From the material below, output exactly the lines between the line containing "street lamp post" and the line containing "[37,206,670,373]", inclusive.
-- Start --
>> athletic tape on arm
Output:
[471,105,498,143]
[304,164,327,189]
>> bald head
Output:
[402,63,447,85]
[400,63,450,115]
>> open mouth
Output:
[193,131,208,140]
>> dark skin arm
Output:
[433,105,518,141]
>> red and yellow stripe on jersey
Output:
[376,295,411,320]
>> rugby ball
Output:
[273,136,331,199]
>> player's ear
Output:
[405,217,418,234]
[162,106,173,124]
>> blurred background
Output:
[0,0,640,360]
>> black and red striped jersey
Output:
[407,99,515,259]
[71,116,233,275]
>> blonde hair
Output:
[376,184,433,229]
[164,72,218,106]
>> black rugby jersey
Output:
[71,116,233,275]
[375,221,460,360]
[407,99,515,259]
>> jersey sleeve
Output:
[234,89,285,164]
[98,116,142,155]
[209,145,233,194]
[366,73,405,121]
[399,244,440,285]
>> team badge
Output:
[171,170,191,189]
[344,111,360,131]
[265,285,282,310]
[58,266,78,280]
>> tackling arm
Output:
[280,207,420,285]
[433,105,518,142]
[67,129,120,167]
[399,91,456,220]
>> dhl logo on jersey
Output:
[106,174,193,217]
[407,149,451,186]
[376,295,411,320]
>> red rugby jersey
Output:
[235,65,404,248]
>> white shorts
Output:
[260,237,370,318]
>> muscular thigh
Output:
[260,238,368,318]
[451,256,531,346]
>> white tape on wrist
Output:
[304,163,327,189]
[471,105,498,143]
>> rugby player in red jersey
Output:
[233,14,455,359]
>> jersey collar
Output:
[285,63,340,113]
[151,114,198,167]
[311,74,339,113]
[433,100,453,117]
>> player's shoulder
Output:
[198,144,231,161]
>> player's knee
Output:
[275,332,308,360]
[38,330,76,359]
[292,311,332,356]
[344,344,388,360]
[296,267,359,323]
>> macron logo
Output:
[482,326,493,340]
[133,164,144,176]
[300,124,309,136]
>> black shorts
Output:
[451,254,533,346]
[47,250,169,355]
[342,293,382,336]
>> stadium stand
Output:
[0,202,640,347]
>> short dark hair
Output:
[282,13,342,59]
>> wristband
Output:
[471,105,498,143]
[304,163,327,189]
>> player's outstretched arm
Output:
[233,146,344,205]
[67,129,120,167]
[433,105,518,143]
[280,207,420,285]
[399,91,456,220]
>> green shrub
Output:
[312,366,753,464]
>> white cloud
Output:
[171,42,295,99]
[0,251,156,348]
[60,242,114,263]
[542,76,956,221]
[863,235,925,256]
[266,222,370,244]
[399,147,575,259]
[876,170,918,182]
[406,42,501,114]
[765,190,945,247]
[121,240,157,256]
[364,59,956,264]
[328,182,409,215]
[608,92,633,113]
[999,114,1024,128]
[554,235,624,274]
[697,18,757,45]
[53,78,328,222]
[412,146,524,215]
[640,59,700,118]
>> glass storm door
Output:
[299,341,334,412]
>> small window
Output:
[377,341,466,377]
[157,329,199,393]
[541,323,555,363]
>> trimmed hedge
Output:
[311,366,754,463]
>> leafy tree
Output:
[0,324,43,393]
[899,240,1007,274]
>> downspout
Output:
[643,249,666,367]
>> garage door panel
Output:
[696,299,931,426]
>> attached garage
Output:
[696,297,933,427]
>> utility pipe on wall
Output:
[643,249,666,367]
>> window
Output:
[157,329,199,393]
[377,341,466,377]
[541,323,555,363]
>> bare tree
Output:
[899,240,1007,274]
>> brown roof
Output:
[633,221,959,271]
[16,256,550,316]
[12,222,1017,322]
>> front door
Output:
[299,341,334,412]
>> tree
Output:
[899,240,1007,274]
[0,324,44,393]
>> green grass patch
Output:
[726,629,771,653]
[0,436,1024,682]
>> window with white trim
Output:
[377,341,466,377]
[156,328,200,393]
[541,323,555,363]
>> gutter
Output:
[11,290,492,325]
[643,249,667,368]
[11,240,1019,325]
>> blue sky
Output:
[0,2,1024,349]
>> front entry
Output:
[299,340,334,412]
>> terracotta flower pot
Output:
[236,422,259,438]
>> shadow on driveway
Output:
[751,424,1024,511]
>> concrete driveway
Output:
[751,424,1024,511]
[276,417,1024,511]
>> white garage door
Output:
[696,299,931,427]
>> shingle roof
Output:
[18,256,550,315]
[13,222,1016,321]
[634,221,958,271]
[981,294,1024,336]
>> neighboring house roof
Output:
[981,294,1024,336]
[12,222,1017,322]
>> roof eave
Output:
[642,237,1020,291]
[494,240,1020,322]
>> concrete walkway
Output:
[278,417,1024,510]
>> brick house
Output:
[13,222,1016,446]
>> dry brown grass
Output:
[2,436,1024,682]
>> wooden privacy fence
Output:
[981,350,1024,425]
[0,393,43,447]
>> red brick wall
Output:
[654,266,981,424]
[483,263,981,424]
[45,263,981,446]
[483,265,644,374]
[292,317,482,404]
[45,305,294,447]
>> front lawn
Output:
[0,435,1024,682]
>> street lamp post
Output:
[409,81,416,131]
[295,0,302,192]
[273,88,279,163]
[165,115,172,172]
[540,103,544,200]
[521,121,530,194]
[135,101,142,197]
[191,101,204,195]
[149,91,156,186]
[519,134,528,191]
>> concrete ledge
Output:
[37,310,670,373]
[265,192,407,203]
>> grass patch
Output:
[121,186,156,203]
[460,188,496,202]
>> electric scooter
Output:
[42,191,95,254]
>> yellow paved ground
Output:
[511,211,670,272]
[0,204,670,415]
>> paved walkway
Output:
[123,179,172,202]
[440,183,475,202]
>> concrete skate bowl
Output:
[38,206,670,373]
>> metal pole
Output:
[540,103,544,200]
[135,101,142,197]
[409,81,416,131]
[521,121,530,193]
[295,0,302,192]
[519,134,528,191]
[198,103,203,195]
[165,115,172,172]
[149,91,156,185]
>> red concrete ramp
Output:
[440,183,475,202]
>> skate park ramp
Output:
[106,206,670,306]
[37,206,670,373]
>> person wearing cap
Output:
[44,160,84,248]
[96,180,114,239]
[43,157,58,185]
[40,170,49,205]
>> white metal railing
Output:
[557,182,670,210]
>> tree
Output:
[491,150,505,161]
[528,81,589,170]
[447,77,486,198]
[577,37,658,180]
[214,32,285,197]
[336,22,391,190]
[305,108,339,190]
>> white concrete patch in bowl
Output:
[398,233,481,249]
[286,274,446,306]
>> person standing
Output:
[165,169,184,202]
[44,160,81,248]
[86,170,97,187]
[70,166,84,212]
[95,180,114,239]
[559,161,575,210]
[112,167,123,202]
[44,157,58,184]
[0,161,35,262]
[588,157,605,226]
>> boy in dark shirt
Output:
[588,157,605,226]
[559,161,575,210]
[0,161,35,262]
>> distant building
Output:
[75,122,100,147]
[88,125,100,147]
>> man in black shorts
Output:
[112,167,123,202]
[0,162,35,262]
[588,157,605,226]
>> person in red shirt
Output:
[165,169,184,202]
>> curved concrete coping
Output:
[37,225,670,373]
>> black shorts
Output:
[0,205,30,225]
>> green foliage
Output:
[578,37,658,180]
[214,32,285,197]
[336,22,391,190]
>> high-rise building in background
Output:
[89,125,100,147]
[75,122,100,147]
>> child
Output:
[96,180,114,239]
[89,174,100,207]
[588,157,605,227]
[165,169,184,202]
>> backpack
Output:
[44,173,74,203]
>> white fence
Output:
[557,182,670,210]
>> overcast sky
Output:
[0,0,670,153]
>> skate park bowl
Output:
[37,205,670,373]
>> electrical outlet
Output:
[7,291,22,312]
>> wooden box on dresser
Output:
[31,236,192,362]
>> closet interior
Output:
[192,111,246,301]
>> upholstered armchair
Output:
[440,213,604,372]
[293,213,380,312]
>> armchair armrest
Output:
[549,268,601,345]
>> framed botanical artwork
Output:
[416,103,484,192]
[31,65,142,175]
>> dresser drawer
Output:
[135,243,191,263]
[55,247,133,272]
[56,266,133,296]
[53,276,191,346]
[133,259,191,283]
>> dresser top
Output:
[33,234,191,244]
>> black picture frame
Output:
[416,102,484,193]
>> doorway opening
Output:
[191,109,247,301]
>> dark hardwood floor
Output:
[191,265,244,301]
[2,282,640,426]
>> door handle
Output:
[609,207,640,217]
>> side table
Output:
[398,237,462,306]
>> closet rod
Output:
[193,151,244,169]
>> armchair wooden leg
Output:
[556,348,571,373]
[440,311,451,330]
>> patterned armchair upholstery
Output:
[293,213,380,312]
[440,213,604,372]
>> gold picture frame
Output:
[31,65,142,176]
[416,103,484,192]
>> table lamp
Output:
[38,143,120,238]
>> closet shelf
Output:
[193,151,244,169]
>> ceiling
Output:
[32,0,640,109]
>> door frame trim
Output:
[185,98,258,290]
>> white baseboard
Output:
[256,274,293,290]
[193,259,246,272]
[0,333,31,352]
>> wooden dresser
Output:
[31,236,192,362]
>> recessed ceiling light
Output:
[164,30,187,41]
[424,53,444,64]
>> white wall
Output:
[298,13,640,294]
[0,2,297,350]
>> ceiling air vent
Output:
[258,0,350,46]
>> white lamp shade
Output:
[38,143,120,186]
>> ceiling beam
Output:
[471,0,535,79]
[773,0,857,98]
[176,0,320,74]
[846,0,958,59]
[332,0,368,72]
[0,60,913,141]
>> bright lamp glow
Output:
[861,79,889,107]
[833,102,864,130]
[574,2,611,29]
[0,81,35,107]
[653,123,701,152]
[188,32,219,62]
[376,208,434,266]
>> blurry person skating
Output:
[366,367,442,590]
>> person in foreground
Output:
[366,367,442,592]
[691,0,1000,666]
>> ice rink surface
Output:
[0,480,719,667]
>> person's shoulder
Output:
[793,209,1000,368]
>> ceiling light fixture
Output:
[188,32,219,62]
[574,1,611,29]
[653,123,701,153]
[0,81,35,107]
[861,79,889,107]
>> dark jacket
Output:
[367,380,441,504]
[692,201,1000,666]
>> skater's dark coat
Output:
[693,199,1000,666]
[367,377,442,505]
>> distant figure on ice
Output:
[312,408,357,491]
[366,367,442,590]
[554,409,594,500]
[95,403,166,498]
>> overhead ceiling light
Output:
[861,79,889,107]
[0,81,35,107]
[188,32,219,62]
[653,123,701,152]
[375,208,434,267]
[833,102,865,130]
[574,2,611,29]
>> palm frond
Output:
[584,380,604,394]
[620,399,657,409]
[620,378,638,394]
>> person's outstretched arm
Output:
-- End --
TASK RESPONSE
>> street lamp post
Output:
[409,81,416,131]
[295,0,302,192]
[273,88,279,163]
[165,115,172,172]
[540,103,544,200]
[521,121,530,194]
[135,101,142,197]
[191,101,204,195]
[149,91,156,186]
[519,134,528,191]
>> concrete ledge
Output:
[37,310,670,373]
[265,192,407,203]
>> grass patch
Output:
[121,186,156,203]
[460,188,496,202]
>> electric scooter
Output:
[42,191,95,254]
>> yellow paved ground
Output:
[511,211,670,272]
[0,204,670,415]
>> paved walkway
Output:
[123,179,172,202]
[440,183,475,202]
>> concrete skate bowl
Output:
[38,206,670,373]
>> metal pole
Output:
[540,103,544,200]
[135,101,142,197]
[409,81,416,131]
[521,121,530,193]
[295,0,302,192]
[519,134,528,191]
[198,103,203,195]
[165,115,172,172]
[149,91,156,185]
>> red concrete ramp
Output:
[440,183,475,202]
>> skate park ramp
Output:
[106,206,670,306]
[37,206,670,373]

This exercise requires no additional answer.